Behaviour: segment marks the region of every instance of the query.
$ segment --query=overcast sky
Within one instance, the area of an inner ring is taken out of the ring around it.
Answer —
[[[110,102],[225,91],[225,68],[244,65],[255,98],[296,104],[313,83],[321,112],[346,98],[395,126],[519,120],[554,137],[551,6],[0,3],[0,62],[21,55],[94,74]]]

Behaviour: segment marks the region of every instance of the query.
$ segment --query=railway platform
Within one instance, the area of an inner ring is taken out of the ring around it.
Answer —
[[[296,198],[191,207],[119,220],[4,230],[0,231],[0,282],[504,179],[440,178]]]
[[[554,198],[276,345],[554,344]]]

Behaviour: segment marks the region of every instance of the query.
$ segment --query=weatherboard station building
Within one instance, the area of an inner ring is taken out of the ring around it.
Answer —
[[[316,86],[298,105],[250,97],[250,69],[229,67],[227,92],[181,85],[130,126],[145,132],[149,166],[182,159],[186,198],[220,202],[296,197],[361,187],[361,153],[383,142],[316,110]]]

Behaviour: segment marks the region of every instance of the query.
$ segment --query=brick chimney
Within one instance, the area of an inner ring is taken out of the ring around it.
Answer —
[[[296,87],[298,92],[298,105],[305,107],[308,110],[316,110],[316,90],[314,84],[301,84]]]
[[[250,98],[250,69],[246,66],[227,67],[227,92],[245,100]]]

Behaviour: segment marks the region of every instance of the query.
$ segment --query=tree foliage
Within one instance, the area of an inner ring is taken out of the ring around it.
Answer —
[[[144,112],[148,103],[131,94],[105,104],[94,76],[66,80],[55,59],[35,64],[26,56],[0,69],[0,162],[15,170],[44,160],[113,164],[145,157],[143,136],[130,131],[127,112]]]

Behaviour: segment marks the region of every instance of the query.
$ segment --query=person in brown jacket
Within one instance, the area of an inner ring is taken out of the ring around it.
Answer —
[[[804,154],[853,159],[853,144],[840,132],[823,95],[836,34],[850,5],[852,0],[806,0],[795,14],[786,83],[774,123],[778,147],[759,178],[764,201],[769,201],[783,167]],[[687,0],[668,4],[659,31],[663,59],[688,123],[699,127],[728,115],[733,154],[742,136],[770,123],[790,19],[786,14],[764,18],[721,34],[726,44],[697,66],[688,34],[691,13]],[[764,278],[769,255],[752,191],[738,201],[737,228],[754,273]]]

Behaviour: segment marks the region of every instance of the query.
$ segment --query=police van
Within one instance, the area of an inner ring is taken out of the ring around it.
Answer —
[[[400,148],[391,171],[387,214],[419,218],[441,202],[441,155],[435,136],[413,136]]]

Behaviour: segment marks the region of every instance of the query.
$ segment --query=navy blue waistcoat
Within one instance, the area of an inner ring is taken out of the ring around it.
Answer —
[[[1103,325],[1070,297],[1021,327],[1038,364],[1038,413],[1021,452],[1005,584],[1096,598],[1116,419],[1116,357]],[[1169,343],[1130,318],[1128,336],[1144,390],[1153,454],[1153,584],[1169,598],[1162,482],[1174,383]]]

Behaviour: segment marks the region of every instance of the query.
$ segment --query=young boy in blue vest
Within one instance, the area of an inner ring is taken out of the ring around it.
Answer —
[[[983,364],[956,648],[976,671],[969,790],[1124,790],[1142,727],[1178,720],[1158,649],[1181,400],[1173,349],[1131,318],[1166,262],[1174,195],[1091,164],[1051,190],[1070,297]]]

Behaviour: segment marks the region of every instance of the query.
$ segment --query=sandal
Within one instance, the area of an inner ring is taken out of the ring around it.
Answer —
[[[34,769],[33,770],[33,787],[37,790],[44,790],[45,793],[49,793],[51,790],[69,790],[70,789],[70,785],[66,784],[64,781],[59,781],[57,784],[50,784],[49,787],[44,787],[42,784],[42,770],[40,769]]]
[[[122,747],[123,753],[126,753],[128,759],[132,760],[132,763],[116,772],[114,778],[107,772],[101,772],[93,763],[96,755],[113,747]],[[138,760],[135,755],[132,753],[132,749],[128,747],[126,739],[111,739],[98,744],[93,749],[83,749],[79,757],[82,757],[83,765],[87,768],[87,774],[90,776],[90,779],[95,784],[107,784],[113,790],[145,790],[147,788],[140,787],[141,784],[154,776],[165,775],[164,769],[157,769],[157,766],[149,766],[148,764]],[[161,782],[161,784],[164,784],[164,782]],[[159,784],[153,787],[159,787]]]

_ _ _ _

Instructions to follow:
Convert the stretch of entries from the start through the line containing "[[[554,198],[276,345],[554,344]]]", both ends included, into a JSON list of strings with one string per line, leaving out blank lines.

Task result:
[
  "Behaviour: segment marks the region of every instance of the query.",
  "$ segment --query=overcast sky",
  "Within one instance, the area of an inner ring is taken out of the ring around it.",
  "Answer —",
  "[[[110,102],[225,91],[225,68],[244,65],[255,98],[296,104],[313,83],[321,112],[346,98],[395,126],[519,120],[554,137],[551,6],[0,3],[0,62],[21,55],[94,74]]]",
  "Behaviour: segment marks the region of every instance of the query.",
  "$ segment --query=railway platform",
  "Within one instance, the area of an inner ring is taken out of the ring around it.",
  "Answer —",
  "[[[296,198],[191,207],[119,220],[4,230],[0,231],[0,282],[504,179],[440,178]]]",
  "[[[554,198],[276,345],[554,344]]]"
]